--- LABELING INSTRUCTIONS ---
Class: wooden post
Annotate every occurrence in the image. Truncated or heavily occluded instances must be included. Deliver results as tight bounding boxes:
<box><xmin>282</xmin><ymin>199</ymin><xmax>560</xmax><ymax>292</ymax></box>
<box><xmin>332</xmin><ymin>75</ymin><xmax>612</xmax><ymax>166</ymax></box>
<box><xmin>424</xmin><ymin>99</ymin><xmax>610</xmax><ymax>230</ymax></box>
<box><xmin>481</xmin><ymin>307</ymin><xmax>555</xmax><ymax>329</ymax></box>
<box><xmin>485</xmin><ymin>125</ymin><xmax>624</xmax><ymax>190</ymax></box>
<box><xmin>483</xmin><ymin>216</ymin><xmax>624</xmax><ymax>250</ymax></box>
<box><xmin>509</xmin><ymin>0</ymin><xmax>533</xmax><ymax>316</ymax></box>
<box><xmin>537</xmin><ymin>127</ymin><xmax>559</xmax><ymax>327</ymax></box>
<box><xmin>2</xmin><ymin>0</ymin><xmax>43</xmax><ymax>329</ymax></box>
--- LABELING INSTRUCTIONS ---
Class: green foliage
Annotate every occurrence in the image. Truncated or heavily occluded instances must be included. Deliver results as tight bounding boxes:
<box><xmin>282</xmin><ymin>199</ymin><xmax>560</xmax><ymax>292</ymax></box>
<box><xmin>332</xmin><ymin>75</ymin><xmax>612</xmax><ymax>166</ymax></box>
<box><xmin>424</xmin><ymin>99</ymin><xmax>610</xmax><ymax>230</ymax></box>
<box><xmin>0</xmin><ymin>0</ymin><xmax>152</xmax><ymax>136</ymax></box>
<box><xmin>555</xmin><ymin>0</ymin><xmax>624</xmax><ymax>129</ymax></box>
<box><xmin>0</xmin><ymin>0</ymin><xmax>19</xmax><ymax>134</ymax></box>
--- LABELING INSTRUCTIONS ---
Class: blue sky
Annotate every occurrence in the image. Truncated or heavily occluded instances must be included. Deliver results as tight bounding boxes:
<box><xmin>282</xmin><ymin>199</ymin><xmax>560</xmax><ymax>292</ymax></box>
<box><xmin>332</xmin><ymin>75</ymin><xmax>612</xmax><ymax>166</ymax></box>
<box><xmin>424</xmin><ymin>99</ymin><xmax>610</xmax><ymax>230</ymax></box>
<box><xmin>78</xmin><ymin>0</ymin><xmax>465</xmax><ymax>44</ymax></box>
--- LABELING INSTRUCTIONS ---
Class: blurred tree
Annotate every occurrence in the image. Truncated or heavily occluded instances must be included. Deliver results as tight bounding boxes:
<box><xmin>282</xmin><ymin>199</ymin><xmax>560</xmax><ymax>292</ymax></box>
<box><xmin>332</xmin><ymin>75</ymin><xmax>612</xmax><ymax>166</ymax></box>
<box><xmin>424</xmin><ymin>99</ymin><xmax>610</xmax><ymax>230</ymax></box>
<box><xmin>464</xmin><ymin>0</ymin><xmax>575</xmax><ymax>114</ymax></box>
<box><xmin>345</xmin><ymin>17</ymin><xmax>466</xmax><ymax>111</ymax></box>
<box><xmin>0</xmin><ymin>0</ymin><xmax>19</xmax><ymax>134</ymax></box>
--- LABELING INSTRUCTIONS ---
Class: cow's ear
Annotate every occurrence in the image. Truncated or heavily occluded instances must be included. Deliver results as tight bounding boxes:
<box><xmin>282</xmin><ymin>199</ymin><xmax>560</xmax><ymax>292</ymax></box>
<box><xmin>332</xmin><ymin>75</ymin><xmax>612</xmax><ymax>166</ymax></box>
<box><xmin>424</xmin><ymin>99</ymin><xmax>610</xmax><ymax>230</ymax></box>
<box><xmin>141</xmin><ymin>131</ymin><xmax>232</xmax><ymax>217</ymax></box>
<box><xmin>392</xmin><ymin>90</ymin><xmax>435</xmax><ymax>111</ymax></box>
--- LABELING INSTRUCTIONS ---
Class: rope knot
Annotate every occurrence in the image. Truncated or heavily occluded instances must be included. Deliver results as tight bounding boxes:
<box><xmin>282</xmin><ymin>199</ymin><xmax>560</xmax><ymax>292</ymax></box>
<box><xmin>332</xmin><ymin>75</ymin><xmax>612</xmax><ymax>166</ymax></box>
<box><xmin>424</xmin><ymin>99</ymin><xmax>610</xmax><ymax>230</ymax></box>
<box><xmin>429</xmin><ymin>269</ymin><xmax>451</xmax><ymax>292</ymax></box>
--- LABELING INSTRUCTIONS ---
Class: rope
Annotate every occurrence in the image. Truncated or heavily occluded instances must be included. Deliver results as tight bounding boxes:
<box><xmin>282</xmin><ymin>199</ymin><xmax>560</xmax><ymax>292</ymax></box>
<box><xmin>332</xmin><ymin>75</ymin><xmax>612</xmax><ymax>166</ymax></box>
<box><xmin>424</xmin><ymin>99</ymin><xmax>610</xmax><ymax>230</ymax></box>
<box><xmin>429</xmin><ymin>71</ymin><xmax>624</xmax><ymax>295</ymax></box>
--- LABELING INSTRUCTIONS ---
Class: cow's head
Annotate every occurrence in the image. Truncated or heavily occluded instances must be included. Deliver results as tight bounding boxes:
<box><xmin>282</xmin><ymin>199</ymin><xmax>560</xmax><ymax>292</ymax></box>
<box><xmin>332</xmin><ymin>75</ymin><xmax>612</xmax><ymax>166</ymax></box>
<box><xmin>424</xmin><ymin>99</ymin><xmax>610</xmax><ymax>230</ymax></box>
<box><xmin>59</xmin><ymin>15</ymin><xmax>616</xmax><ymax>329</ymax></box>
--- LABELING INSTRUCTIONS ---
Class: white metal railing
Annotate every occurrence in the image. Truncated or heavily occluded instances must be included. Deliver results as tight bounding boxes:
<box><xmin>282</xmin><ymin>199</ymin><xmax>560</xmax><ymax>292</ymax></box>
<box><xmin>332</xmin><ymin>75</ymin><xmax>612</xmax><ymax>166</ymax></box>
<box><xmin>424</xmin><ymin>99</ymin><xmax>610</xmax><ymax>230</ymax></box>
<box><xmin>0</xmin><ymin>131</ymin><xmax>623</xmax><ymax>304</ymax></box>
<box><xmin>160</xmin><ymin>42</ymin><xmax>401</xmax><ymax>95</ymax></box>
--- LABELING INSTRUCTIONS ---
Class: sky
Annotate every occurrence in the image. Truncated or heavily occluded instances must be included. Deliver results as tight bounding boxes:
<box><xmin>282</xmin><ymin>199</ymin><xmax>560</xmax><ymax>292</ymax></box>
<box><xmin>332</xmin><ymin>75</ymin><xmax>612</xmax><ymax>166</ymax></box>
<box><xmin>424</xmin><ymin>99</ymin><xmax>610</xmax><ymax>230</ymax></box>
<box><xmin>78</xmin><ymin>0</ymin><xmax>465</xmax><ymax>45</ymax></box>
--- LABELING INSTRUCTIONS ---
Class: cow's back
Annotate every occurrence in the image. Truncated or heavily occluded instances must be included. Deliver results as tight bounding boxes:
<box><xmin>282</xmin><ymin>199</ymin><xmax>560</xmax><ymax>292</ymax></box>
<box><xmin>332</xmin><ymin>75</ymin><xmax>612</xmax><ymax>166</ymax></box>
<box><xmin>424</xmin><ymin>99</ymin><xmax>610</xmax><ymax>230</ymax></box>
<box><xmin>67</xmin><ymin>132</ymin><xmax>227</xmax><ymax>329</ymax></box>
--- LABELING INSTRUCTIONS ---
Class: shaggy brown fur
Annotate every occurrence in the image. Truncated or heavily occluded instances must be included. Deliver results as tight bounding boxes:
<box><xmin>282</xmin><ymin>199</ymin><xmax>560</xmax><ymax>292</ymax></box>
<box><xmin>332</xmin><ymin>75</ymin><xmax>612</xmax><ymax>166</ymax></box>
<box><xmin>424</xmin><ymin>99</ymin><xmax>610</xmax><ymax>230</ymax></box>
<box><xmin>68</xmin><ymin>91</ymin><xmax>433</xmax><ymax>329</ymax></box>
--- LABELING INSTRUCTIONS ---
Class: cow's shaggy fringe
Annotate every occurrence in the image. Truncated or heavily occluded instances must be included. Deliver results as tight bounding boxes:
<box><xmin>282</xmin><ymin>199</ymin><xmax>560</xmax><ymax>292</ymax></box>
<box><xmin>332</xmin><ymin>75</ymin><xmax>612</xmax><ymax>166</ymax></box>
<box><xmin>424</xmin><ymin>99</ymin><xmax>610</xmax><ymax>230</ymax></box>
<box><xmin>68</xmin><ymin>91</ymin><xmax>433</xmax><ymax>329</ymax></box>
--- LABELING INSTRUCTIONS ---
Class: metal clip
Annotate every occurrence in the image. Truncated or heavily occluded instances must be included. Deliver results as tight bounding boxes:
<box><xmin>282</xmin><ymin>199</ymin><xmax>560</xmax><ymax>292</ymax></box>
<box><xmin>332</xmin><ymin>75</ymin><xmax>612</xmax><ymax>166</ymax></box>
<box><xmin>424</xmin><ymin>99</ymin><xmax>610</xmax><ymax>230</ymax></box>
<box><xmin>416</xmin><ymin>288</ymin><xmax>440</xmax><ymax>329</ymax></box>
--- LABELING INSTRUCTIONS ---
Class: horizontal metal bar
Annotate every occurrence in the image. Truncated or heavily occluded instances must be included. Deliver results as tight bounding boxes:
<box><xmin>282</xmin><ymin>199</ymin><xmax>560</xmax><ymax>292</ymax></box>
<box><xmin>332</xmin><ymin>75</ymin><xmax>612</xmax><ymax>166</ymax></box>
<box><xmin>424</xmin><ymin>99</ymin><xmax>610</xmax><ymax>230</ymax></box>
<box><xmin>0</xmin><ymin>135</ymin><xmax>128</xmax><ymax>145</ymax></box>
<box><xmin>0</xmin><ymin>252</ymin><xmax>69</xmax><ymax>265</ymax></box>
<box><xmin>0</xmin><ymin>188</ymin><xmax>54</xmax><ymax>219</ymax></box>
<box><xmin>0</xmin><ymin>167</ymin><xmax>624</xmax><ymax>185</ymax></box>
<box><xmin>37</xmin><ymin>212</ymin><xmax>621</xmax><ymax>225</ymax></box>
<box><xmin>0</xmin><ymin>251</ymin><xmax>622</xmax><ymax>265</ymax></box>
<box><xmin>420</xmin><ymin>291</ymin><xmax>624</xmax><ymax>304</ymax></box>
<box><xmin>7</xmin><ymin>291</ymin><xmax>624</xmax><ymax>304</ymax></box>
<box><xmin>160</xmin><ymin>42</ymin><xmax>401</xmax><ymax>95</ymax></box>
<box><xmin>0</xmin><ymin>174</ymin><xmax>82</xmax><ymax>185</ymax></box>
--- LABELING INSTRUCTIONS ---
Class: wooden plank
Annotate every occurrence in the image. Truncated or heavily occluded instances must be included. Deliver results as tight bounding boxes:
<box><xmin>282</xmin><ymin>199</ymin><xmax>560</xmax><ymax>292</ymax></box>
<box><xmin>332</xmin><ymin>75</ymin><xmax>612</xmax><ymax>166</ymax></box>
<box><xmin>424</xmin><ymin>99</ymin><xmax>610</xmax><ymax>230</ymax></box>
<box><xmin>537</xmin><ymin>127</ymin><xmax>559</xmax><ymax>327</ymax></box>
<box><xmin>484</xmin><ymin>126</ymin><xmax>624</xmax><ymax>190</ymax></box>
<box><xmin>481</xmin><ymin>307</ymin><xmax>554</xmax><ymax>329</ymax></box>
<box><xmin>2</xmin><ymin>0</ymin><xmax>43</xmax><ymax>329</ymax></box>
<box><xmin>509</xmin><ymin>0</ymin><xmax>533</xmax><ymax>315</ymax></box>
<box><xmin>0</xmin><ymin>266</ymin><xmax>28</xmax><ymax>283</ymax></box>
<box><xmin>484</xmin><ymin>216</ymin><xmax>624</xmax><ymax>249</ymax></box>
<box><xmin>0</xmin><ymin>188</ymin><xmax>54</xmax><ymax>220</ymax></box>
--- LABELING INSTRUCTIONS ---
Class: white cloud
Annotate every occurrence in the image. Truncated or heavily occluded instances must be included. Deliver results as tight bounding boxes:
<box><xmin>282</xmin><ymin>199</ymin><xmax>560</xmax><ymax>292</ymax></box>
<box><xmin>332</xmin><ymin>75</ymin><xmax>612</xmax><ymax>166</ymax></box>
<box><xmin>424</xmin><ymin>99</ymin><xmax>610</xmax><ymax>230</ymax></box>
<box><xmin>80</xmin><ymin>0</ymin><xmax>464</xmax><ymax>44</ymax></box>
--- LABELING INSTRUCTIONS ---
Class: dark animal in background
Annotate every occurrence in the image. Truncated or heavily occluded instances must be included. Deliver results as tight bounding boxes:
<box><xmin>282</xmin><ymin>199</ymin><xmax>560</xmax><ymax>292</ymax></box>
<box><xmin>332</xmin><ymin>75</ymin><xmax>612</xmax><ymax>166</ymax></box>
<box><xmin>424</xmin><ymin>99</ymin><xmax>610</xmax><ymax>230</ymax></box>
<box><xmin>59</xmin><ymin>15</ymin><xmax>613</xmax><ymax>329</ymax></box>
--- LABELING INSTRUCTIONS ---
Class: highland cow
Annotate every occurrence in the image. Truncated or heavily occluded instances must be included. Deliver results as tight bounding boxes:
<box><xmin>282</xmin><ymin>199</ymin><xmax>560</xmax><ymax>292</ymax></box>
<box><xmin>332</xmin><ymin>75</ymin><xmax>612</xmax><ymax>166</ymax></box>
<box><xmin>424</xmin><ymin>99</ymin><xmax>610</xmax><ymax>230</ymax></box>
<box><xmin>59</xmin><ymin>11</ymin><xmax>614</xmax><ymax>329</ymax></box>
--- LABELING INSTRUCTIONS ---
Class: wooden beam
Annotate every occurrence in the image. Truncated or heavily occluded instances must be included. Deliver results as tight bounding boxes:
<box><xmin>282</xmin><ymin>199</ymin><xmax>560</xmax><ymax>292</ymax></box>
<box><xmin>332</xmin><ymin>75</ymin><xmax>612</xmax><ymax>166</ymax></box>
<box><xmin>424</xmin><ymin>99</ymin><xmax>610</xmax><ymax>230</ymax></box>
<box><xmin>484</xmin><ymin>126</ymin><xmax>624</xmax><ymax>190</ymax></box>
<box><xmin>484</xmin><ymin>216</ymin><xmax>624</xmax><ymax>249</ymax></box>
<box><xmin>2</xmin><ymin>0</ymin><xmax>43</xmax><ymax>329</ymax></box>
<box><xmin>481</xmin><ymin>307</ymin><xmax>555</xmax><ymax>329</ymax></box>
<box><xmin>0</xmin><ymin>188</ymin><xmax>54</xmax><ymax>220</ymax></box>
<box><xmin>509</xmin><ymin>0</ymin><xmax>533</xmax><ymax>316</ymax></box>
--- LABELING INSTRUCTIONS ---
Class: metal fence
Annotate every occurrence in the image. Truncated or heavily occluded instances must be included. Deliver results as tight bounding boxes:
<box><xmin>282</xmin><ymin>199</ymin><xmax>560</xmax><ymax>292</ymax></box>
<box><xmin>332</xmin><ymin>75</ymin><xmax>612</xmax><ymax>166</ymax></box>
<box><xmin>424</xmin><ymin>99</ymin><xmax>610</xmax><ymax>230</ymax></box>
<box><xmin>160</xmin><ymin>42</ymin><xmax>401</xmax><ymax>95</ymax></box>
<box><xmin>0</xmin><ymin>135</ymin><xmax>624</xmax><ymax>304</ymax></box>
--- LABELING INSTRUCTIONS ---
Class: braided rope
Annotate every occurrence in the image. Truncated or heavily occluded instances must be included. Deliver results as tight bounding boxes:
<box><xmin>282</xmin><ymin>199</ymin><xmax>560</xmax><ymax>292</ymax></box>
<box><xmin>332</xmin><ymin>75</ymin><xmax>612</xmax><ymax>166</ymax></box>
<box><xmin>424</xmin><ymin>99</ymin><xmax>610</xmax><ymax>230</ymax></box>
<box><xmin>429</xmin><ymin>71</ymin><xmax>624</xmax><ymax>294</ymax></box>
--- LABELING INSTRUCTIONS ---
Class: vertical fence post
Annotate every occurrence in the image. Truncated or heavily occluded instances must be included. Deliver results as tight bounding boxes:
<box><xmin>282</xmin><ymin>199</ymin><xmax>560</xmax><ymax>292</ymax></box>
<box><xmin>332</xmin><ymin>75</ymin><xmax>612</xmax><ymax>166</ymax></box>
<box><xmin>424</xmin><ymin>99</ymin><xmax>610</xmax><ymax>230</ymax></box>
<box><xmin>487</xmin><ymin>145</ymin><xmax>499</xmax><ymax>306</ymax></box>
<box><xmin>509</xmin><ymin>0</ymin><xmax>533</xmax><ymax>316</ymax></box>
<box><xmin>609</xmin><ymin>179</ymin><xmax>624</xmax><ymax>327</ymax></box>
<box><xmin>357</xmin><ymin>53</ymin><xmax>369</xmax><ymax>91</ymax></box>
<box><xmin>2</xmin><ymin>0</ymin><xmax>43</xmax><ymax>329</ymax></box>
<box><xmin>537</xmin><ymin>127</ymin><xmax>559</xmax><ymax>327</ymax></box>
* * * * * * * * *
Count the lines in the items above that contain the string "metal", with uppercase and lowercase treated as different, and give only the number.

* [Response]
4